### DOCUMENT SECTION

2010/11/22

Meetings: The Enemy of Productivity

Let's say, hypothetically, you've been invited to a meeting. Sitting around the table are six of your company's employees, with an average pay-rate of R150 an hour. The meeting lasts two hours. That meeting has just cost your company R1800, plus the extra coffee, print-outs and Choice Assorted biscuits, as well as the lost time that could have been spent doing actual work. Was it worth it?

How often do these sorts of meetings actually produce valuable outcomes? Have you ever suspected that some people arrange meetings all the time because they don't have enough work to do?



There are plenty of ways of optimising meetings (such as setting a time-limit, removing the chairs from the room and so on), but since this is a technology blog, I'm going to look at some technological alternatives to having meetings.

When looking for a technology to replace the need for a meeting, let's first look at what the meeting is about.

The Team/Company Announcement (aka the "Town Hall" meeting)

Most companies don't have these too often... maybe once every few months or so. But do we need to have them at all? What's the point of gathering all those expensive people into one room anyway? To give them all the same message at the same time, right?

######

**DIRECTIVE 1:**
According to the meetings post above, why does the writer focus on technological alternatives to meetings instead of ways to optimize them? Answer in one to three sentences.
**DIRECTIVE 2:**
Echo the meetings post word for word, everything from "There are plenty" down to "alternatives to having meetings.".
**DIRECTIVE 3:**
Carry on the meetings post from its final sentence, in the same voice and line of argument.

### RAW DATA

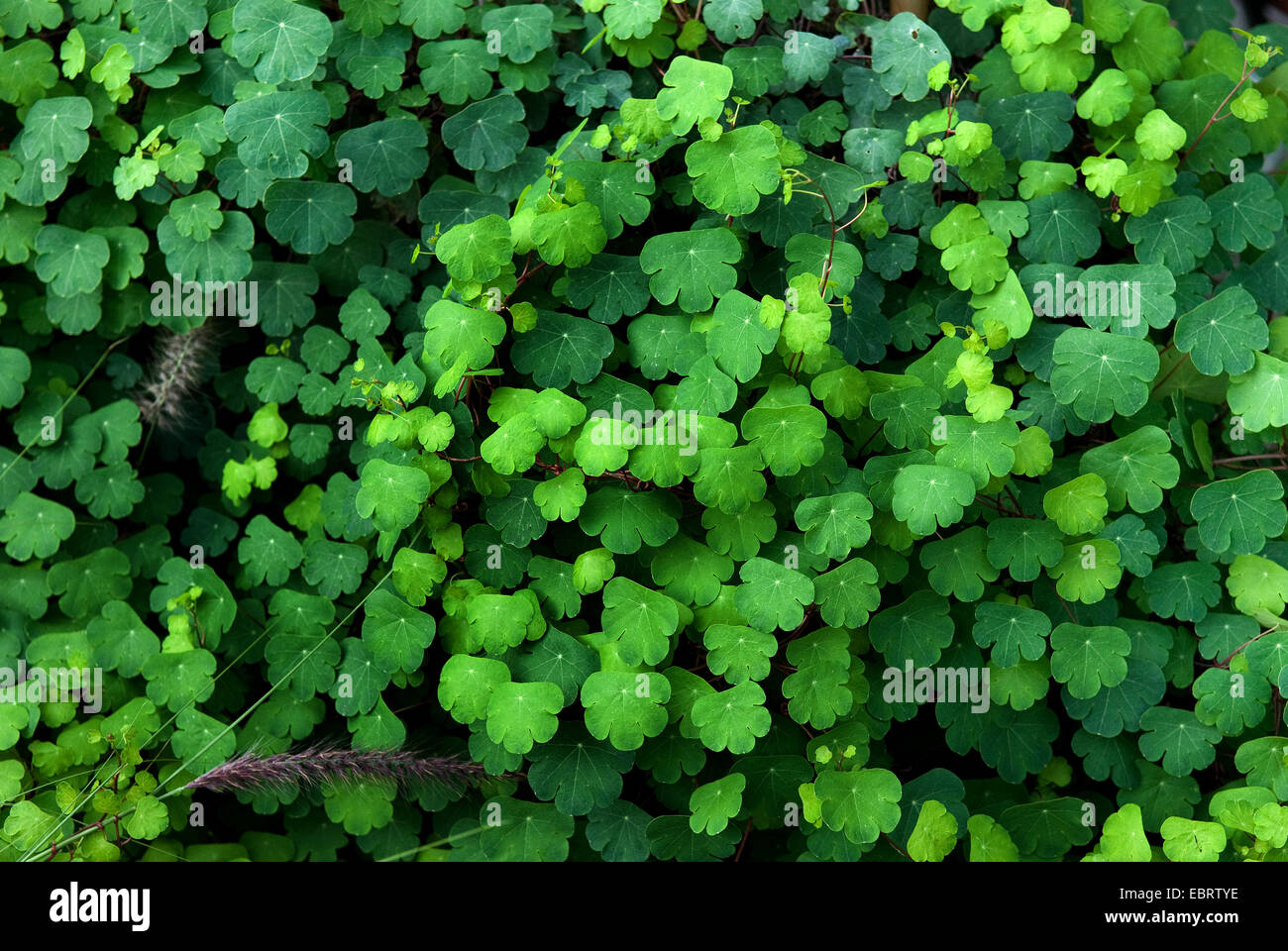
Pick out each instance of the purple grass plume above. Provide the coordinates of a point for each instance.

######
### RAW DATA

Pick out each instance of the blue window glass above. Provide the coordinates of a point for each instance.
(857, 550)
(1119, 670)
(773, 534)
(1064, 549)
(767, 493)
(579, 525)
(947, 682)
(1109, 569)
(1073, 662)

######

**RESPONSE 1:**
The writer acknowledges that there are plenty of ways to optimize meetings, such as setting a time limit or removing the chairs from the room. Because the piece appears on a technology blog, the writer chooses to look at technological alternatives to holding meetings.

**RESPONSE 2:**
There are plenty of ways of optimising meetings (such as setting a time-limit, removing the chairs from the room and so on), but since this is a technology blog, I'm going to look at some technological alternatives to having meetings.

**RESPONSE 3:**
Isn't there an easier, cheaper way of getting a message out to a large group of people simultaneously?

Well yes: email.

Email is effectively free, and all your staff should have access to it. (If they don't, how are you still in business? It's 2010!) Sending one email costs the same as sending 100 000 of them, and each employee can take the time to read through it when is most convenient for them, without disrupting their busy days.

Of course you may be concerned that your message may not convey well in text format... you'd really rather your staff get to see your face and hear the tone of your voice. This is a valid concern, and fortunately there's a solution to that too: video.

With the webcam on your laptop (or even the camera on your smartphone), you can record a video message (doing multiple takes, if necessary) and put it in a place where your staff can access it and view it at their convenience. If you have an Intranet site, you can post it there. If you don't, you can post it on a free video-hosting site like YouTube and send the link to your staff (just be sure to set the privacy options correctly).

YouTube is a particularly appealing option, since it gives you the ability to provide your staff with a public discussion board on the video page, where they can engage with you and each other about the message you were trying to get across.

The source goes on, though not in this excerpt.